● **Work item**: Treat the line containing "Please inspect the picture provided and identify jersey" as the first line of the answer and the last line of the data as its final line, reproducing every line between exactly.

Records from a collection:
= = = = = = =

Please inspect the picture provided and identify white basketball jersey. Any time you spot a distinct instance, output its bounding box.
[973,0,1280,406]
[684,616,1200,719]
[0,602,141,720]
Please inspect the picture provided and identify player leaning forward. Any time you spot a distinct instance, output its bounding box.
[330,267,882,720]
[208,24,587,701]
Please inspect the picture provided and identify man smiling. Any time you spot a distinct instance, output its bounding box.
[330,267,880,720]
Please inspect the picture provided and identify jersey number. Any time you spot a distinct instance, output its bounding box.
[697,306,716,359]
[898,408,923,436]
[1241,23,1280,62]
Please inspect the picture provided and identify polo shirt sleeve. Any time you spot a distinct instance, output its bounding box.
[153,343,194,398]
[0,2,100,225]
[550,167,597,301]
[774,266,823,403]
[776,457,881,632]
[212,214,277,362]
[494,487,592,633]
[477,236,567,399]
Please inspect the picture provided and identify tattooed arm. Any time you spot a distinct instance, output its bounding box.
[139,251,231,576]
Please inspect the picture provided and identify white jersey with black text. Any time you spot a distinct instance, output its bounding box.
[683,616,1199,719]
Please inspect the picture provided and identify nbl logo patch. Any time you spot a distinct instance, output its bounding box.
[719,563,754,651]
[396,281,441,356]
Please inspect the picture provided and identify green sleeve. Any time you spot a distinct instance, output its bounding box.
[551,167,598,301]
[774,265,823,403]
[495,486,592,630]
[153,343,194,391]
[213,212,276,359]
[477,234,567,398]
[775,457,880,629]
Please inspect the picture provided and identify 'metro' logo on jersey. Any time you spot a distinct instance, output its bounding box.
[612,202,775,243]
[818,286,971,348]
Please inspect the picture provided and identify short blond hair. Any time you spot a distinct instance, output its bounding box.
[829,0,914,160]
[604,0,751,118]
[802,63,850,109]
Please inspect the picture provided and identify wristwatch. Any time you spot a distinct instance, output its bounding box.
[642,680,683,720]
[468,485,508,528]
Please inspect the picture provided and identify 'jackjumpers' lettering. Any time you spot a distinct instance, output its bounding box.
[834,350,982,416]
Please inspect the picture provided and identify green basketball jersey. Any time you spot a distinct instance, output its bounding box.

= = = = = = =

● **Answer to the exercise**:
Please inspect the picture provided and identify jersey number. Any time you spot a distinct instance, output its bounding box.
[697,306,716,359]
[898,408,923,436]
[1241,23,1280,62]
Please inspect the picture provided and identify polo shirt sleeve. Any time you spot a distinct instance, output its bounding box.
[153,343,194,398]
[0,2,100,225]
[550,167,597,301]
[774,266,823,403]
[776,457,881,632]
[212,214,277,362]
[494,487,592,633]
[477,236,567,399]
Please inspect the picture provided and identify tattooed arm. Any time you spot a distinct instance, output its bounding box.
[139,251,231,576]
Please inspect the picture provided and identify white jersey with black text. Any time you spot a distinct instance, output its bounding box.
[683,616,1199,719]
Please inspect the picture provided and identify nbl logo patch. Any time you spot a distinct instance, output its bounding box.
[719,563,754,651]
[396,281,441,356]
Please inspect the picture provided and identify green sleeve. Any time you spot a distinct instance, output its bounding box.
[551,167,598,301]
[774,265,823,403]
[495,486,592,630]
[153,343,194,391]
[213,212,276,359]
[477,234,567,398]
[775,457,880,629]
Please inspect the picture provided and identify 'metro' logo on jersey. Any time you spot a distinct instance, output its bounding box.
[612,202,775,243]
[818,286,971,348]
Please inspect the picture provided and identify short blond hair. Any time you spot a distinct instance, output its bounding box.
[829,0,914,160]
[604,0,751,118]
[802,63,850,109]
Please inspect the picture provided and identify wristwatch. Any time you spot a distinct instance, output its bounding box.
[642,680,683,720]
[468,485,508,528]
Please inspect the picture provided and identify 'jackjumpers' lettering. Any time you spot a distinct instance, output its bounding box.
[834,350,982,416]
Please inspect the picture provided and identify green basketball jersey. Any time you spot a distinct instance, output its bounding box.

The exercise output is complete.